=== Text provided ===
Let K be a field and let \(a,d \in K\) such that \(ad(a-d) \ne 0\). A twisted Edwards curve, denoted \(E_{a,d}^E\), is an elliptic curve whose affine points are all \((x,y) \in K^2\) such that

$$\begin{aligned} a x^2 + y^2 = 1 + d x^2 y^2 \text{. } \end{aligned}$$

(3)

In practice, the fastest formulas are obtained using a combination of three coordinates systems denoted projective, completed and extended. Input and output points are always represented in extended or projective coordinates, whereas completed coordinates are mainly used as an internal format. In the following, we shall use the best known formula from [14] for point doubling and point addition on twisted Edwards curves. Besides, an important feature of twisted Edwards curves is the existence of an efficient formula for point tripling [6].

In this article, we only consider twisted Edwards curves with \({a=-1}\). These curves allow for faster arithmetic and enjoy good torsion properties with regard to their use in ECM [1]. (See Sect. 2.5 for more details.) The input and output formats as well as the costs of the different elliptic operations that will be considered in the following are summarized in Table 2.

Table 2. Arithmetic cost of elliptic operations for twisted Edwards curves with \(a=-1\) under the assumption \(1\mathbf{S} = 1\mathbf{M} \)

Contrary to Montgomery curves, twisted Edwards curves have a true elliptic addition. Hence the scalar multiplication can be computed using every generic algorithm available.

2.4 The Best of Both Worlds

The best choice between Montgomery and Edwards curves for implementing the first stage of ECM depends on many parameters on top of which are the size of k (which depends on \(B_1\)), the memory available to store precomputed values, and the scalar multiplication algorithm used to compute [k]P. In this article, we exploit the best of both worlds by mixing twisted Edwards and Montgomery representations. We exploit a result from [2] which states that every twisted Edwards curve is birationally equivalent over its base field to a Montgomery curve. To the best of our knowledge, mixing Edwards and Montgomery representations was first suggested in [10] to speed-up arithmetic on elliptic curves in the x-coordinate-only setting. More recently, the idea has also been employed in the SIDH context [19].
=== Data entries ===
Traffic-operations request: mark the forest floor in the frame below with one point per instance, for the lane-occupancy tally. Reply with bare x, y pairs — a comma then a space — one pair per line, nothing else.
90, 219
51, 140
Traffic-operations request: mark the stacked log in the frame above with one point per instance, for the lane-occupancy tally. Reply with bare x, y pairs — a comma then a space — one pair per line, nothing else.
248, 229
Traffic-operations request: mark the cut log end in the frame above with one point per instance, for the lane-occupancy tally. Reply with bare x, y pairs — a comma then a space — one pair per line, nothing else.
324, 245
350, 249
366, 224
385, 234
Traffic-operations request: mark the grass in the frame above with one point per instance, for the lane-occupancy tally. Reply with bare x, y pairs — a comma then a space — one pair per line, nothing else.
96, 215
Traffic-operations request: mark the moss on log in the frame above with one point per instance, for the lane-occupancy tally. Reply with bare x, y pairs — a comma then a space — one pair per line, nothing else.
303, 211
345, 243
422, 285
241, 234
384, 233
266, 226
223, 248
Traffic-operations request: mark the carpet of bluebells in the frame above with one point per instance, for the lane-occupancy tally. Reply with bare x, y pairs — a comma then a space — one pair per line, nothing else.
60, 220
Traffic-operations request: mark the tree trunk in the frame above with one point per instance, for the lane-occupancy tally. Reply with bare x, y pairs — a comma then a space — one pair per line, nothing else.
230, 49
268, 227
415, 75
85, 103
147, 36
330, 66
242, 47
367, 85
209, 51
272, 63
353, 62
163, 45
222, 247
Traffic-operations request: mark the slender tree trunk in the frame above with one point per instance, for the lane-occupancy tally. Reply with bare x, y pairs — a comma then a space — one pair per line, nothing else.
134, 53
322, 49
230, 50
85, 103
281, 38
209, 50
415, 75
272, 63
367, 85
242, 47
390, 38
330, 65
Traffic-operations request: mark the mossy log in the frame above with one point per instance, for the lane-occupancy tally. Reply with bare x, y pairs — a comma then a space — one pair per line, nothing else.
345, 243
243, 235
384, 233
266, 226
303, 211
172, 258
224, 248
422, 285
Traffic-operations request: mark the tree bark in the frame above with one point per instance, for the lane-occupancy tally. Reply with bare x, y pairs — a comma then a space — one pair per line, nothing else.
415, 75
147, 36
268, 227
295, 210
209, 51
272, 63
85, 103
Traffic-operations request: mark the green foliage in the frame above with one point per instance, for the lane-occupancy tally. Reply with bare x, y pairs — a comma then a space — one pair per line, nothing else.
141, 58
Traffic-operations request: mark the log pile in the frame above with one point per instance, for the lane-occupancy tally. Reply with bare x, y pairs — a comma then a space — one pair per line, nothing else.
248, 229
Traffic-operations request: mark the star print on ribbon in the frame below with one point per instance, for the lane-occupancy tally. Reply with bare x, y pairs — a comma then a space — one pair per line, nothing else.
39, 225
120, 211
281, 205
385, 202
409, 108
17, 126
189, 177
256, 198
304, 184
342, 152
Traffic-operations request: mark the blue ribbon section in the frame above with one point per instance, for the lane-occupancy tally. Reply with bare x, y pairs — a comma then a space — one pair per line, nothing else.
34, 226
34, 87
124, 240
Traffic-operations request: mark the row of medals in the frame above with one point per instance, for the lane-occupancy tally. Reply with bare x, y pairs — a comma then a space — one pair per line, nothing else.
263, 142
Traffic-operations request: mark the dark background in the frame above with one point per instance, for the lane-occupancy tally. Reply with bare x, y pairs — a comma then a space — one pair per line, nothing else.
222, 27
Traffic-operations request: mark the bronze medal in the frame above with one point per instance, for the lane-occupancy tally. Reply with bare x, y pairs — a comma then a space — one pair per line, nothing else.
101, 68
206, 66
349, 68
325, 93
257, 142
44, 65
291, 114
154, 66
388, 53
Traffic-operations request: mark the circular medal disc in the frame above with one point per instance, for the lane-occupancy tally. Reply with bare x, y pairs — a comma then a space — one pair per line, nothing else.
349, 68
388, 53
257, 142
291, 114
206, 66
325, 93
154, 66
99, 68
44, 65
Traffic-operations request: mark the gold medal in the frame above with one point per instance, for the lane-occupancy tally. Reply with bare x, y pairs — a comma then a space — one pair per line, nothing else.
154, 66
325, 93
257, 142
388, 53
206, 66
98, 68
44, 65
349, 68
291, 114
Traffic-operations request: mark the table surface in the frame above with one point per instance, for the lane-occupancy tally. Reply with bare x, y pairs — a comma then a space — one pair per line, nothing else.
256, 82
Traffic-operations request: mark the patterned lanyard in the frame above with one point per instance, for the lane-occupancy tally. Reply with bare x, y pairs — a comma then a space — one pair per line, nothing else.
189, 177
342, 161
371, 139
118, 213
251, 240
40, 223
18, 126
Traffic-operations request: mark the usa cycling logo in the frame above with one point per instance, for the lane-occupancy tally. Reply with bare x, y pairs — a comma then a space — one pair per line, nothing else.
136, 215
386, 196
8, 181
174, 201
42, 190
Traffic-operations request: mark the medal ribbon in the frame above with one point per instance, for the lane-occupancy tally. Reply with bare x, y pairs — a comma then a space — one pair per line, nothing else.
===
## Jobs
a - Set down word for word the part of the passage on twisted Edwards curves that opens with the words containing "Contrary to Montgomery" and closes with "generic algorithm available.".
b - Decide whether each statement agrees with the passage on twisted Edwards curves, and answer yes or no, quoting the words of the passage that settle it: (i) Completed coordinates are mainly used as an internal format. (ii) Montgomery curves have a true elliptic addition. (iii) Mixing Edwards and Montgomery representations was first suggested in [19].
c - Write the next few sentences of the passage on twisted Edwards curves, picking up after its final sentence.
The data are not needed for this work.

## In response
a -
Contrary to Montgomery curves, twisted Edwards curves have a true elliptic addition. Hence the scalar multiplication can be computed using every generic algorithm available.

b -
(i) Yes: "whereas completed coordinates are mainly used as an internal format"
(ii) No: "Contrary to Montgomery curves, twisted Edwards curves have a true elliptic addition."
(iii) No: "mixing Edwards and Montgomery representations was first suggested in [10]"

c -
Let K be a field with \({{\,\mathrm{char}\,}}(K) \ne 2\). According to [2, Theorem 3.2], every twisted Edwards curve \(E^E_{a,d}\) defined over K is birationally equivalent over K to the Montgomery curve \(E^M_{A,B}\), where \(A = 2(a+d)(a-d)\) and \(B = 4/(a-d)\). The map

$$\begin{aligned} (x,y) \mapsto ((1+y)/(1-y), (1+y)/(1-y)x) \end{aligned}$$

(4)

is a birational equivalence from \(E^E_{a,d}\) to \(E^M_{A,B}\). (see [2, page 4] for a proof.) Using this map, we define a partial addition formula, denoted \(\text {ADD}_{\text {M}}\), which takes two points in extended coordinates on a twisted Edwards curve and computes their sum in XZ coordinates on the equivalent Montgomery curve. We express \(\text {ADD}_{\text {M}}\) as the composition of the group law on the completed twisted Edwards curve \(\overline{E}^E_{a,d}\) and a partial conversion map, where

$$ \overline{E}^{E}_{a,d} = \{ ((X:Z),(Y:T)) \in \mathbf {P}^1 \times \mathbf {P}^1 : aX^2T^2 + Y^2Z^2 = Z^2T^2 + dX^2Y^2 \}. $$

(See [8] for more details on completed twisted Edwards curves and [3] for their usage in the ECM context.)

Given two points in extended coordinates on a twisted Edwards curve, the elliptic operation denoted \(\text {ADD}_{\text {comp}}\) computes their sum in completed coordinates ((X : Z), (Y : T)) in \(4\mathbf{M} \). Then, given that point in completed coordinates, one gets a representative in extended coordinates in another \(4\mathbf{M} \) using the map

$$\begin{aligned} ((X:Z),(Y:T)) \mapsto (XT : YZ : ZT : XY). \end{aligned}$$

(5)

If only projective coordinates are needed, one simply omits the product XY. Observe that in the addition formulas on twisted Edwards curves introduced in [14] and recorded in Bernstein and Lange’s Explicit Formula Database [7], the completed coordinates of the sum correspond to the four intermediate values ((E : G), (H : F)).

For \(X \ne 0\), the composition of the maps (4) and (5) is well defined. The map

$$\begin{aligned} ((X:Z),(Y:T)) \longmapsto (T+Y : Z(T+Y)/X : T-Y) \end{aligned}$$

(6)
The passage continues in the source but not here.